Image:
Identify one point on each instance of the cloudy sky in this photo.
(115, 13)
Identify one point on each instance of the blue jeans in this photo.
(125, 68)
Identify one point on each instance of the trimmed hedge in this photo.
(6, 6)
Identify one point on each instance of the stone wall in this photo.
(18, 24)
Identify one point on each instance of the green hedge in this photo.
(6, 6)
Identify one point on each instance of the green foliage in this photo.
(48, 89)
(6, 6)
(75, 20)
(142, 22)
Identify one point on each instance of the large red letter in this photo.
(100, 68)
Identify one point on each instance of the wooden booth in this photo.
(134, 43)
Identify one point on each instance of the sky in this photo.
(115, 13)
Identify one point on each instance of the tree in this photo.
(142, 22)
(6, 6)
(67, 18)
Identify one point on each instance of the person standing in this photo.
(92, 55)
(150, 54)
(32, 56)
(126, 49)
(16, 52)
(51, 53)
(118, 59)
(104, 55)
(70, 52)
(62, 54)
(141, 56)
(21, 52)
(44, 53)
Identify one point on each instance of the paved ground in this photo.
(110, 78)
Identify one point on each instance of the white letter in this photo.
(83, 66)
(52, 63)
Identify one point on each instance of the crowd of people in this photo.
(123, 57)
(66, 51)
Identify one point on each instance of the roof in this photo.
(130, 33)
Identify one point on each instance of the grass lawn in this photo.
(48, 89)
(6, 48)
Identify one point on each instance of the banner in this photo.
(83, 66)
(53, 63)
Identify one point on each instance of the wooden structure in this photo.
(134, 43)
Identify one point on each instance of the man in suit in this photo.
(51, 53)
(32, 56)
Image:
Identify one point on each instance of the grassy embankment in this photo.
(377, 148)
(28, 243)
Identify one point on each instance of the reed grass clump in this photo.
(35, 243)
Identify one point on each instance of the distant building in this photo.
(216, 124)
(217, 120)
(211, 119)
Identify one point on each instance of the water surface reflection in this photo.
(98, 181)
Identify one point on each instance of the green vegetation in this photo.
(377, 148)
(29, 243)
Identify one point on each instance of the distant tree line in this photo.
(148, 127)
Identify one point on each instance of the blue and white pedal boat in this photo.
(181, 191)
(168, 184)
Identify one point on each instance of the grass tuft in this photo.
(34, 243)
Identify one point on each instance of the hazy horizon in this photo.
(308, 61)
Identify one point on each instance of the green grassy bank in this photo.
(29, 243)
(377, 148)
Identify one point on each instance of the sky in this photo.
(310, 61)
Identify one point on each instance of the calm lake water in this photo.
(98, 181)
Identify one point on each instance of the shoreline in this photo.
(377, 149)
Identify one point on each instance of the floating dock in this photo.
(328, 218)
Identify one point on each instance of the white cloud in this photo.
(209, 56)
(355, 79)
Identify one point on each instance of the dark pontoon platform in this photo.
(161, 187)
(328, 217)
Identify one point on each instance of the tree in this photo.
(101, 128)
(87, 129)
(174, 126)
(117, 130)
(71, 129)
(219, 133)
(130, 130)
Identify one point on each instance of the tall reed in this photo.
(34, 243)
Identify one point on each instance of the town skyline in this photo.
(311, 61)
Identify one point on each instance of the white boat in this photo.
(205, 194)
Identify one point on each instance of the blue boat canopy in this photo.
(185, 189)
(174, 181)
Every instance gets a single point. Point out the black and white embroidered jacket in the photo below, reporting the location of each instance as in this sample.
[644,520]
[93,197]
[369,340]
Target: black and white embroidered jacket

◇ ◇ ◇

ABOUT THIS TASK:
Which lines in the data above contain "black"? Show each one.

SOLUTION TO THIS TASK:
Every instance gets a single point. Point out the black and white embroidered jacket in the photo below, reporting the location of each instance as in this sample.
Target: black and white embroidered jacket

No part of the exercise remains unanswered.